(出題 A) 全銀ネットのシステム刷新に関する記事を二文で要約してください。
(出題 B) 全銀ネットのシステム刷新に関する記事を、最後に示された文の後から書き進めること。

(本文)
全銀ネット、システム刷新先送り 障害の再発防止を優先
https://www.nikkei.com/article/DGXZQOUB030Y20T00C24A6000000/
『2024年6月5日 5:00
【この記事のポイント】
・銀行間送金網を担う全銀ネットがシステム刷新を先送り
・23年に生じた障害を受け、移行リスクを考慮した設計に
・新たなスケジュールは今秋に正式決定する見通し
国内の銀行間送金網を運営する全国銀行資金決済ネットワーク(全銀ネット)は、2027年に予定していたシステム刷新を先送りする。23年秋に発生したシステム障害で計約255万件の送金が滞り経済社会への影響が出たことを重く見て、再発…
この記事は会員限定です。登録すると続きをお読みいただけます。』
『銀行間送金網は「全国銀行データ通信システム(全銀システム)」と呼び、1000超の金融機関が参加して1日平均13兆円の送金に利用される金融インフラの根幹だ。1973年の運用開始以降、おおむね8年に1度のペースで更新しており、現システムは19年から稼働している。』

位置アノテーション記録
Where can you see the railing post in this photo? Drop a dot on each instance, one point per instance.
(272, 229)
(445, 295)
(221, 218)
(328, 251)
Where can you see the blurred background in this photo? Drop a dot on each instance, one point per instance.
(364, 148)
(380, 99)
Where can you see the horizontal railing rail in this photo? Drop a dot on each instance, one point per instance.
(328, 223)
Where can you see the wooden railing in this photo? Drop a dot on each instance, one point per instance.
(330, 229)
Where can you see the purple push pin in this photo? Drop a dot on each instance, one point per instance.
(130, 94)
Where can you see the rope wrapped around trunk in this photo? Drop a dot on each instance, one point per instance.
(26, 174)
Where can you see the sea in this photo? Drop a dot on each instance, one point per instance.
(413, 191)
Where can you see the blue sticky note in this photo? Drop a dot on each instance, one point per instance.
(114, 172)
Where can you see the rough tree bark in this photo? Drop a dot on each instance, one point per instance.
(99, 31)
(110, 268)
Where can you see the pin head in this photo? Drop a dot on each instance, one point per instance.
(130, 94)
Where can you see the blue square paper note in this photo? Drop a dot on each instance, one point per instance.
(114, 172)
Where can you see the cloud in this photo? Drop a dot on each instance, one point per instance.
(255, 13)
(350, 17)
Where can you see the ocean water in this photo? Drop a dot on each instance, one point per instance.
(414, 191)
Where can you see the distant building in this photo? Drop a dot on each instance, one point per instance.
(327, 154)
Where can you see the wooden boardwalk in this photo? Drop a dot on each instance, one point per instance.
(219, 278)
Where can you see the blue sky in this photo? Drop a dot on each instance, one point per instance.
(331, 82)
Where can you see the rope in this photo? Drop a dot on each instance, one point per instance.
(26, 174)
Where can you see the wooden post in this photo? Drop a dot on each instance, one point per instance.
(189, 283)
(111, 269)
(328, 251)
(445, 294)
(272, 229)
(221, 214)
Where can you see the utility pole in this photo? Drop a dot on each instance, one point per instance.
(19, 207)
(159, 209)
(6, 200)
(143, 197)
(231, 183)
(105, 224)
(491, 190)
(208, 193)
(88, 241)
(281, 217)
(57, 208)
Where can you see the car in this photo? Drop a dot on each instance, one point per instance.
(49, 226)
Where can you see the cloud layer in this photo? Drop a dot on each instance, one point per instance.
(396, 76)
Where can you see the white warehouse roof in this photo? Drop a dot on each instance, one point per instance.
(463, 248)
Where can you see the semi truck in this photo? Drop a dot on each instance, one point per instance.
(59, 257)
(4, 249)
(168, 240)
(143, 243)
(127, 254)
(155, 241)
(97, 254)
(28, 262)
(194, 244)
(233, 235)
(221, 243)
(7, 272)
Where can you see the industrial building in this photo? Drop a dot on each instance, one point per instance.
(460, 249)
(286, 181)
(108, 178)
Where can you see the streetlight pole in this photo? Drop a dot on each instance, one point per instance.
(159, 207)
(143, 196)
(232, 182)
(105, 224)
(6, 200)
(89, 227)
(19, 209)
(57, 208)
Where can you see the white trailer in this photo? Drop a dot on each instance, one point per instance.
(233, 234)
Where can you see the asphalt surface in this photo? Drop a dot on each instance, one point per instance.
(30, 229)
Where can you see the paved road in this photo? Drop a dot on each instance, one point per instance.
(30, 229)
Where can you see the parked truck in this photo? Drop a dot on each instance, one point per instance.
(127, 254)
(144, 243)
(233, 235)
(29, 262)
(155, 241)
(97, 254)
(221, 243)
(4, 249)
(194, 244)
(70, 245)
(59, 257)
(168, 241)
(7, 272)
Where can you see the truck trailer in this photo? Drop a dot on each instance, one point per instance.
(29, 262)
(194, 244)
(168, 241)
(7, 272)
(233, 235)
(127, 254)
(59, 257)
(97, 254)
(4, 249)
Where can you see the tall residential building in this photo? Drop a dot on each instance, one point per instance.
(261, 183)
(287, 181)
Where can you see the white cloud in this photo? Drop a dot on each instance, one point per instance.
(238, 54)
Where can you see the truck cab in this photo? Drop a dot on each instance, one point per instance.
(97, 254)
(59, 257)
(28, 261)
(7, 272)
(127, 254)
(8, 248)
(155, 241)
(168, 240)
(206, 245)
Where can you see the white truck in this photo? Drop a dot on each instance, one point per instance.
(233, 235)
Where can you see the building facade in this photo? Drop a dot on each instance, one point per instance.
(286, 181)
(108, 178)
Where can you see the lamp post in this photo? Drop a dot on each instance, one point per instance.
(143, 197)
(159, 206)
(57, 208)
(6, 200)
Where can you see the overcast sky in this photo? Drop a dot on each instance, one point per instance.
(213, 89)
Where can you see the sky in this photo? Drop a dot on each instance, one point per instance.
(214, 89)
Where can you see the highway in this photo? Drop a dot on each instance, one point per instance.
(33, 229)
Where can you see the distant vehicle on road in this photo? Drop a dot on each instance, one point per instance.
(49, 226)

(正解 A) 全国銀行資金決済ネットワーク(全銀ネット)は、23年秋のシステム障害で計約255万件の送金が滞り経済社会への影響が出たことを重く見て、2027年に予定していたシステム刷新を先送りし、新たなスケジュールは今秋に正式決定する見通しだ。全銀システムは1000超の金融機関が参加して1日平均13兆円の送金に利用される金融インフラの根幹で、おおむね8年に1度のペースで更新されてきた。

(正解 B)
『刷新を見送るのは23年秋に稼働後初めて発生したシステム障害の再発防止策を徹底するためだ。10の金融機関で計約255万件、受け取りを含めて500万件超の送金が滞った。全銀システムと金融機関をつなぐ中継コンピューターのソフト更新の際に発生した不具合が原因となった。事前の検証が不十分だったとの指摘もあり、金融庁は資金決済法に基づく報告徴求命令を出した。』
『全銀ネットは23年12月に危機管理の強化などを柱とする再発防止策を公表した。次期全銀システムの移行についても「大規模障害のリスクを考慮した移行方法を検討する」と明記した。システム刷新にあたり、リスクの低い移行方法の実施や、事前の試験内容を充実させるなど複数の対策を検討する時間を確保する。
参加行が現行システムに支払っている利用料は年3500万〜2億円弱の規模にのぼる。次期全銀システムの運営費は従来に比べて下がると期待されており、参加各行の負担は計画より増える可能性がある。』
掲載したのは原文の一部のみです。